_Task description_
Reproduce the entries below verbatim, beginning at the line that contains "# Mark the region of the gray" and stopping after the line that contains "regionseg --target=gray area".

_Data supplied_
+++
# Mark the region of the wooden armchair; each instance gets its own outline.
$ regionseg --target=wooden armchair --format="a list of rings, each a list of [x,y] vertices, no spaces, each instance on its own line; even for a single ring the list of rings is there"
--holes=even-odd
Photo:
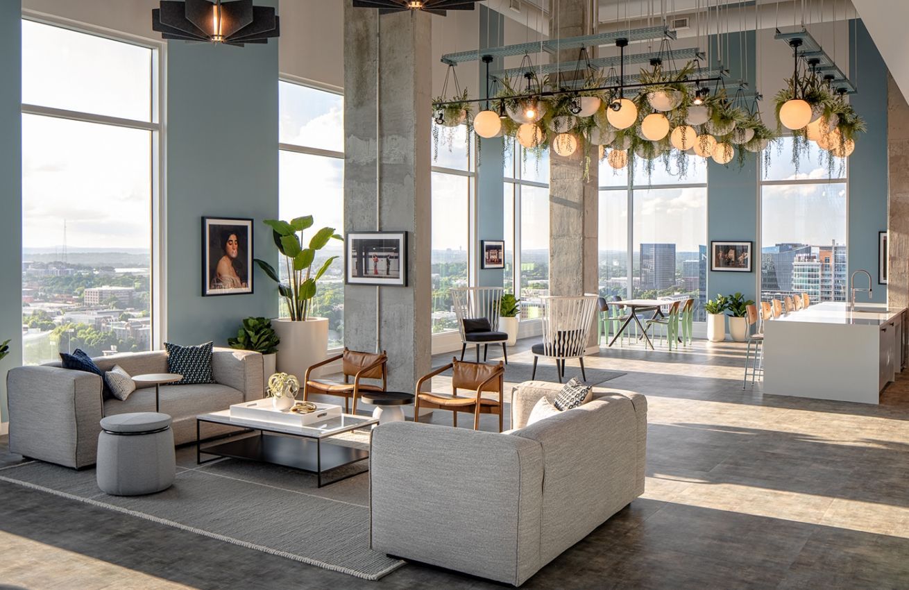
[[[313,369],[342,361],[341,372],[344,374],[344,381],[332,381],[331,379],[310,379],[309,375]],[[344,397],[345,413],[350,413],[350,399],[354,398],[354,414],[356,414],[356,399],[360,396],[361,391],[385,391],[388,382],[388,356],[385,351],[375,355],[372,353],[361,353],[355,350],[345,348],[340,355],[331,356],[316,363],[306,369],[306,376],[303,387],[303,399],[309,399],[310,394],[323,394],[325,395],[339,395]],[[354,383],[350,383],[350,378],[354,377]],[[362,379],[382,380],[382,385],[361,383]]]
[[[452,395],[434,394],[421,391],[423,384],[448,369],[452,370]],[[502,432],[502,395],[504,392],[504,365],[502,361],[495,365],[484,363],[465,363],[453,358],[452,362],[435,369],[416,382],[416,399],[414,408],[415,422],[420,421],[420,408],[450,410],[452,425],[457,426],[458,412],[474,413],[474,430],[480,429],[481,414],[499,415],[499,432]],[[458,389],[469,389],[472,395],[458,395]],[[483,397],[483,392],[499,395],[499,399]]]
+++
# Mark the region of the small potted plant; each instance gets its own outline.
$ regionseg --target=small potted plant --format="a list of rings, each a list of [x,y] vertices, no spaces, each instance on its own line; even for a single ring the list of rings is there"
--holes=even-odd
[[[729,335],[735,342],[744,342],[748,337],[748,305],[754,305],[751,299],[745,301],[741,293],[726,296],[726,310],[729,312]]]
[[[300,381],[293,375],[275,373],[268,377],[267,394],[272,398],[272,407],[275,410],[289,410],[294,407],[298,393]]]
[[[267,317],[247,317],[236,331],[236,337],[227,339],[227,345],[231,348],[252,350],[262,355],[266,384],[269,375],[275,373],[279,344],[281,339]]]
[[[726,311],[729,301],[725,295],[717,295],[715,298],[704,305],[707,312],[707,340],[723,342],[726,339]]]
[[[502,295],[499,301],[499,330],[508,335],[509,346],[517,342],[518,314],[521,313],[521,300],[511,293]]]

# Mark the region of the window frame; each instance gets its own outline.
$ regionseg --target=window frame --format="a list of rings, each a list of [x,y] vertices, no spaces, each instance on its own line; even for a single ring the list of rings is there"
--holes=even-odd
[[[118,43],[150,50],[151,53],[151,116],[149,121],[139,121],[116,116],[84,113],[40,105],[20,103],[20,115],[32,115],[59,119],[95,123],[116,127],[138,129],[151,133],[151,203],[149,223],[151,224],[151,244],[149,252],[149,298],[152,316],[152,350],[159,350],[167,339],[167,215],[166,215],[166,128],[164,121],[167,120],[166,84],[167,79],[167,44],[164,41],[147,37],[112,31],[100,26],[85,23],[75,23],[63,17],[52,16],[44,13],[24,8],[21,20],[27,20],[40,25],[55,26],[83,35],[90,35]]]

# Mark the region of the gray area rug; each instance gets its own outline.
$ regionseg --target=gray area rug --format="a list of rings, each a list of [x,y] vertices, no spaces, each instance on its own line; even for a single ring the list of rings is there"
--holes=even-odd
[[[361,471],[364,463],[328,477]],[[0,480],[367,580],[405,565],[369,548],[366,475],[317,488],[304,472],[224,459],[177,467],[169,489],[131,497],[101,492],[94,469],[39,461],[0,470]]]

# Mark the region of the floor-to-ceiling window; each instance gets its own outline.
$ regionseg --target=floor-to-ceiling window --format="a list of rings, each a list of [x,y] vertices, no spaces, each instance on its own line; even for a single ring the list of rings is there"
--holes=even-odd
+++
_Exercise result_
# Mark the region of the gray area rug; each instance gets its own outline.
$ regionseg --target=gray area rug --format="a list of rings, each a list of [x,y] vertices, no spaces, each instance on its own line; even for a single ring the list of rings is there"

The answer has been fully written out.